[Extract provided start]

# EI Dosing large tanks - lots of work? ecologically responsible?



## pastabatman (Oct 14, 2006)

Hi,
I'm contemplating doing a large planted tank, and want it to be a real show piece. I've been reading a little here about the EI fertilization regime, and I'm wondering two things:

1. What will it be like doing a weekly 50% water change for a 100-150 gallon tank that is *not* next to a drain & water source (tank will be in room next to kitchen).

2. Should I feel any ecological guilt about dumping 75 gallons of nutrient rich water into the environment every week?

I'm guessing the answer to #2 is that the amount of nutrients is peanuts compared to most other sources, but I just wondered if anyone else ever considered it.

I have to admit, the EI regime goes a little against what I had originally envisioned, i.e., a relatively stable tank requiring little in the way of regular maintenance aside from 20% water changes, grooming, and cleaning.

Dave


----------



## shewey (Jun 19, 2006)

Hi Dave,

I use a 10 or 15 metre hose to pump my tank water straight out the door and into the garden. I'd rather do that than just pump it straight down the drain.

You can also use the long hose to pump the water back from your water source and into the tank. When you have to cart buckets back and forth you tend to get a bit lazy on the water changes as its such a pain in the butt, but if you can make it as easy as possible then you don't tend to skip a week.

Cheers,
Mark.


----------



## krisw (Jan 31, 2005)

> 1. What will it be like doing a weekly 50% water change for a 100-150 gallon tank that is not next to a drain & water source (tank will be in room next to kitchen).

[Extract provided end]

**Written exercise a**
Reproduce the stretch of the aquarium thread from "## pastabatman (Oct" through "grooming, and cleaning." word for word.
The aquarium thread above and the listing that follows come from unrelated sources.

[Supplied material start]

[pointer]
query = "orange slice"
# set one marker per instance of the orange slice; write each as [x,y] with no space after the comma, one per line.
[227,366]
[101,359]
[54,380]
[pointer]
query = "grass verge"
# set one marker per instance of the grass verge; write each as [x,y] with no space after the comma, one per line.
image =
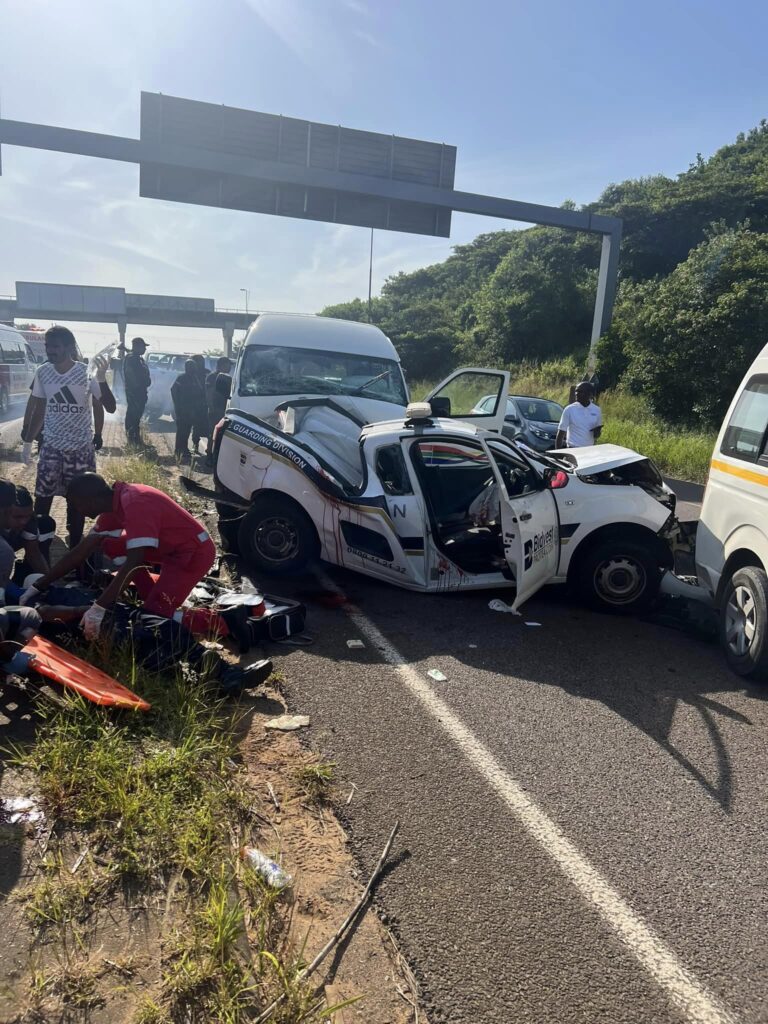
[160,806]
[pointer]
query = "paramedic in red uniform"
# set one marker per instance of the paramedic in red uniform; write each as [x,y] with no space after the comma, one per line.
[147,527]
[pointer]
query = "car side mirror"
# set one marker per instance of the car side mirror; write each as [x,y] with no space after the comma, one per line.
[555,478]
[223,385]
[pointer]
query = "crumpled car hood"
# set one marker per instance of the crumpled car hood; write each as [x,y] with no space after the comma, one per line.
[598,458]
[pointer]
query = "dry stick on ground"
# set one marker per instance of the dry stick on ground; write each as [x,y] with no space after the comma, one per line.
[336,938]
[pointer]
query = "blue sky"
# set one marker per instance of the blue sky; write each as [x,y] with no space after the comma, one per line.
[546,101]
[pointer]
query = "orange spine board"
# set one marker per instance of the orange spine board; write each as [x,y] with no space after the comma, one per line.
[74,673]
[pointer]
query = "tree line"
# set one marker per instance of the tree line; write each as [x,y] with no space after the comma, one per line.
[692,305]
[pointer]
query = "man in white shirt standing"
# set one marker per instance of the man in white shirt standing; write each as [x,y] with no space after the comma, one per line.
[582,421]
[61,406]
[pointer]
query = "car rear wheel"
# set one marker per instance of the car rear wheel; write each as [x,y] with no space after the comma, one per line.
[276,537]
[743,623]
[619,576]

[Supplied material end]

**Written exercise b**
Report only how many lines of the listing contain the string "paramedic", treating uppercase and lowercase as different.

**Written solution a**
## pastabatman (Oct 14, 2006)

Hi,
I'm contemplating doing a large planted tank, and want it to be a real show piece. I've been reading a little here about the EI fertilization regime, and I'm wondering two things:

1. What will it be like doing a weekly 50% water change for a 100-150 gallon tank that is *not* next to a drain & water source (tank will be in room next to kitchen).

2. Should I feel any ecological guilt about dumping 75 gallons of nutrient rich water into the environment every week?

I'm guessing the answer to #2 is that the amount of nutrients is peanuts compared to most other sources, but I just wondered if anyone else ever considered it.

I have to admit, the EI regime goes a little against what I had originally envisioned, i.e., a relatively stable tank requiring little in the way of regular maintenance aside from 20% water changes, grooming, and cleaning.

**Written solution b**
2